__EXERCISE PROMPT__. Write out the records below again, swapping "scouting tally" for "match review" everywhere and changing nothing else. Leave the pictures out.

__Location annotation dataset excerpts__.
========================================
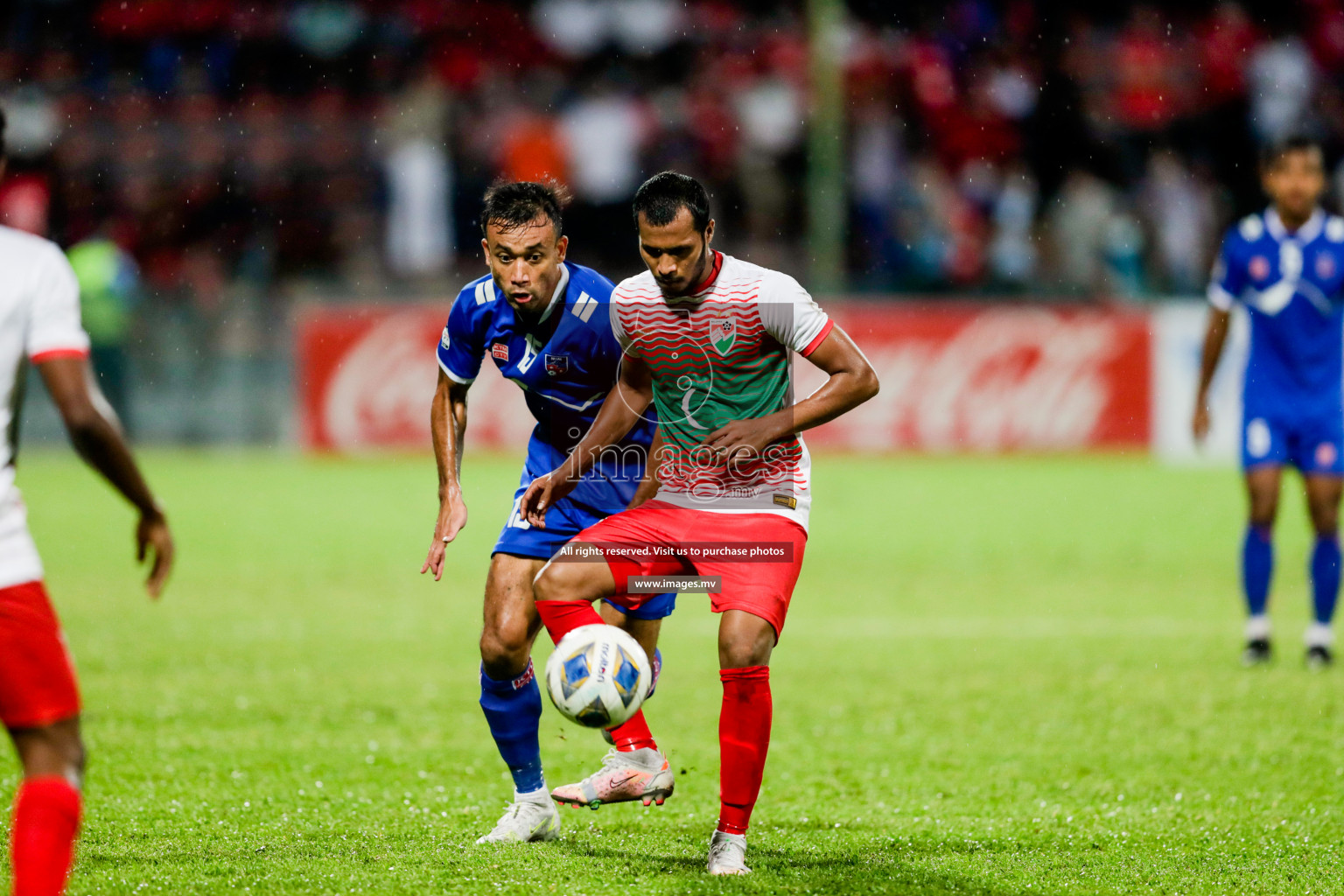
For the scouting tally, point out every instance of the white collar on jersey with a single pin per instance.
(558, 294)
(1306, 234)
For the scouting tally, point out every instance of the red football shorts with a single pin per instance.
(37, 677)
(689, 540)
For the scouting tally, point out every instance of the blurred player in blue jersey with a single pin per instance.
(544, 323)
(1285, 266)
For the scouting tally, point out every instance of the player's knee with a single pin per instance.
(559, 582)
(504, 650)
(739, 655)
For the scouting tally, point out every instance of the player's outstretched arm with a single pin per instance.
(851, 383)
(95, 434)
(649, 484)
(1214, 340)
(448, 429)
(620, 411)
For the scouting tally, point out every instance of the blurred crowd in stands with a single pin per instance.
(246, 152)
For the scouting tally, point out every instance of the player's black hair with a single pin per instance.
(512, 205)
(664, 195)
(1271, 152)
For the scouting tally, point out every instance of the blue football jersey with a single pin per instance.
(1291, 286)
(564, 363)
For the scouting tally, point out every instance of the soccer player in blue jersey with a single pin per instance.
(1285, 266)
(546, 326)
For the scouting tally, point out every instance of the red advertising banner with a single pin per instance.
(953, 379)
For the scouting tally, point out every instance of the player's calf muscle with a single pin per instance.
(745, 640)
(511, 621)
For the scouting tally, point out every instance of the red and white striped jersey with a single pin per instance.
(724, 354)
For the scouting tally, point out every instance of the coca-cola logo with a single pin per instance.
(381, 393)
(1005, 379)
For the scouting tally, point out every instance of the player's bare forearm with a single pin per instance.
(448, 431)
(1214, 340)
(95, 434)
(620, 411)
(649, 484)
(94, 430)
(851, 383)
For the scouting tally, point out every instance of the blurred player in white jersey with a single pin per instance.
(39, 702)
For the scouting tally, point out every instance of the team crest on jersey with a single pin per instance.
(1258, 268)
(724, 332)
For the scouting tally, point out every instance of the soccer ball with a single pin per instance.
(598, 676)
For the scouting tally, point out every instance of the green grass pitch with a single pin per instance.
(999, 676)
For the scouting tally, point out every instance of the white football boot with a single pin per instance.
(529, 818)
(639, 774)
(727, 855)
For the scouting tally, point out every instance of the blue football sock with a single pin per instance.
(1256, 567)
(514, 710)
(1326, 577)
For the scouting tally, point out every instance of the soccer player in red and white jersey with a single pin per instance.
(709, 340)
(39, 703)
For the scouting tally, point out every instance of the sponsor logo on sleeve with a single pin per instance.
(1258, 268)
(724, 332)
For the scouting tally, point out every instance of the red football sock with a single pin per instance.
(744, 742)
(634, 735)
(46, 818)
(562, 617)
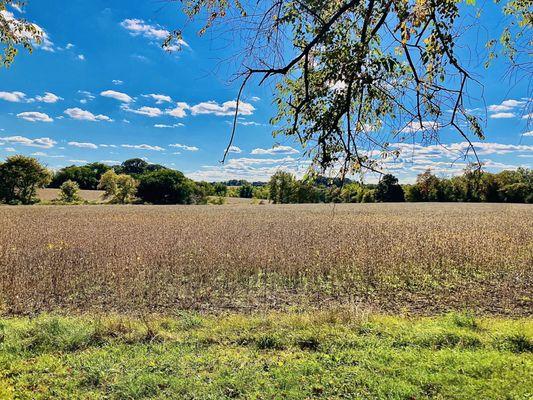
========================================
__RESPONSE FOR THIS EXERCISE__.
For the match review, point out every instance of the white collar on jersey with a single pin per instance.
(558, 294)
(1306, 234)
For the match review, point out every instance of the red football shorts with a single pin per instance.
(37, 677)
(689, 540)
For the match review, point out every instance of the blurred player in blue jersey with a single pin per instance.
(544, 323)
(1285, 266)
For the match review, point out every instance of the player's knee with a single pin per instance.
(559, 582)
(504, 650)
(739, 655)
For the match review, point out every instance of the player's outstretched arm with a single pin per instance.
(851, 383)
(95, 434)
(649, 484)
(1214, 340)
(448, 429)
(620, 411)
For the match review, point out every instance of the blurred crowd in stands with a single pin per instance.
(246, 152)
For the match review, point out every instance of the player's black hair with a single pin per instance.
(512, 205)
(664, 195)
(1271, 152)
For the match review, point out every instance of the blue football jersey with a single pin per instance.
(1291, 286)
(564, 363)
For the match review, point out every instance of the soccer player in blue jersey with a single pin per instance.
(1285, 266)
(546, 326)
For the match review, point out every instance of the red advertising banner with a single pin per instance.
(953, 379)
For the match review, point out every instance of the player's calf muscle with a single pin per instance.
(745, 640)
(511, 621)
For the match review, point out every instance of the red and white striped jersey with a single pin per instance.
(724, 354)
For the match review, point out every instance of the coca-cola logo with a single pin per instance.
(381, 393)
(1005, 379)
For the match review, point out every instance of the player's bare forearm with a single pin per instance.
(448, 431)
(1214, 340)
(95, 434)
(620, 411)
(649, 484)
(94, 430)
(851, 383)
For the match review, point out every instance of the blurred player in white jersey with a single pin per instance.
(39, 702)
For the match review, point out every instance of the team crest on jersey with a single pin per instance.
(1258, 268)
(724, 332)
For the match review, point out every instance of the soccer ball with a single pin per instance.
(598, 676)
For the match review, point out every instance of the green grass pitch with a single pin per instance.
(999, 676)
For the match review, point out every instance of the white football boot with a single pin per instance.
(529, 818)
(639, 774)
(727, 855)
For the match review, point out every instance of the blue football sock with a single pin per instance.
(1256, 567)
(514, 710)
(1326, 577)
For the match review, point out every instance of the soccer player in red and white jersey with a single pin per instance.
(709, 340)
(39, 703)
For the match review, point out every instance of the sponsor logo on sleeve with a single pin per instance.
(1258, 268)
(724, 332)
For the match review, point out every instance of the red football sock with a single pin per instance.
(744, 742)
(634, 735)
(46, 818)
(562, 617)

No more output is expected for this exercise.